What is expected
Nothing may be dropped or added when the entries below are copied.

····················

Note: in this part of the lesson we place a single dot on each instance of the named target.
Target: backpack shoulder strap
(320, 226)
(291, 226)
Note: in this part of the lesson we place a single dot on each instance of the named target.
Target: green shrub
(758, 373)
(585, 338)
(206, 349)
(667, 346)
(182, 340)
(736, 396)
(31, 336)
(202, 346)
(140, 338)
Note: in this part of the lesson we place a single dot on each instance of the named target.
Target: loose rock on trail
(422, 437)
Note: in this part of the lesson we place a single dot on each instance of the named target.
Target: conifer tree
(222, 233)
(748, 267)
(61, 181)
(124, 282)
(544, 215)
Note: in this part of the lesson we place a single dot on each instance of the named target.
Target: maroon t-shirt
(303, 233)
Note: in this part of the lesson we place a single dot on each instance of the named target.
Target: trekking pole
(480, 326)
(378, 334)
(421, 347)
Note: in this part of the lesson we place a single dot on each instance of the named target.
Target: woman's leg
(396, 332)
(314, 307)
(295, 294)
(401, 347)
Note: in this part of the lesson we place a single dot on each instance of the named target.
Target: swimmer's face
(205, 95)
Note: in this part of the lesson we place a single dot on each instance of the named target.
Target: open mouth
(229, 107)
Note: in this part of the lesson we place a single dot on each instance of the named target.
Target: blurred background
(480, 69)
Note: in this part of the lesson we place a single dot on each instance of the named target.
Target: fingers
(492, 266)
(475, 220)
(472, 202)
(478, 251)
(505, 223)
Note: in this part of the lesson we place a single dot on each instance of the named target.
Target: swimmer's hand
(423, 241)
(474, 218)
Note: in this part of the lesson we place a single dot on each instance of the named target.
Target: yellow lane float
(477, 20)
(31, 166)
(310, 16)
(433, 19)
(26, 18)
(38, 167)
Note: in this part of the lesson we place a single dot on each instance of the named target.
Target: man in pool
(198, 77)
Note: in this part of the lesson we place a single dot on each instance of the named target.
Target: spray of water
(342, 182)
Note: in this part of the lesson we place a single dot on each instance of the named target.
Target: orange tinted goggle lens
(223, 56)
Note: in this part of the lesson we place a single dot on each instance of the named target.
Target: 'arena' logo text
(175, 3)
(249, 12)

····················

Answer space
Note: in this part of the lesson we place a single dot on each instance of the named target.
Target: backpack shoulder strap
(320, 226)
(291, 226)
Note: in this part of the lesson we place a single dot on each instance of the named target.
Target: green shrub
(758, 373)
(585, 338)
(206, 349)
(667, 346)
(182, 340)
(736, 396)
(31, 336)
(202, 346)
(140, 338)
Note: in this part of the lesson we place a single dot on each instance of the named target.
Target: loose rock on trail
(422, 437)
Note: in this part of the lesson we place a single dot on each instance of the named target.
Target: conifer tree
(222, 233)
(748, 267)
(61, 181)
(124, 282)
(544, 215)
Note: in this part of the lesson we place a single dot on each instance of the named target.
Target: maroon t-shirt
(303, 233)
Note: in this part of the lesson we place a single dot on each instance of the named target.
Target: trekking pole
(480, 326)
(378, 334)
(421, 347)
Note: in this part of the lesson we place a single dot on each instance of the named target.
Target: woman's leg
(396, 332)
(314, 307)
(295, 294)
(401, 347)
Note: in this part of the lesson we place a single dot on each instance of the named target.
Target: swimmer's face
(205, 95)
Note: in this part of the lesson we place a single dot on each instance of the named target.
Target: open mouth
(229, 107)
Note: in this part of the lesson we place a single dot on each instance of the named target.
Target: blurred background
(480, 69)
Note: in this part of the lesson we place a single dot on each instance of the named target.
Target: fingers
(492, 266)
(475, 220)
(472, 202)
(478, 251)
(505, 223)
Note: in this part of the lesson we place a single dot on each instance of the named target.
Target: swimmer's hand
(423, 241)
(474, 218)
Note: in this part of the lesson we place a single dot on each instance of the named target.
Target: yellow lane float
(477, 20)
(31, 166)
(310, 16)
(433, 19)
(26, 18)
(38, 167)
Note: in this part of the lesson we place a single dot on each instance of the named target.
Target: man in pool
(198, 77)
Note: in this part of the lesson we place a single dot on each instance of the named target.
Target: spray of water
(342, 182)
Note: in this part of the lesson we place a single dot on each instance of the named target.
Target: orange tinted goggle lens
(223, 56)
Note: in this part of the lesson we place a single dot on each instance of the named target.
Target: 'arena' logo text
(175, 3)
(249, 12)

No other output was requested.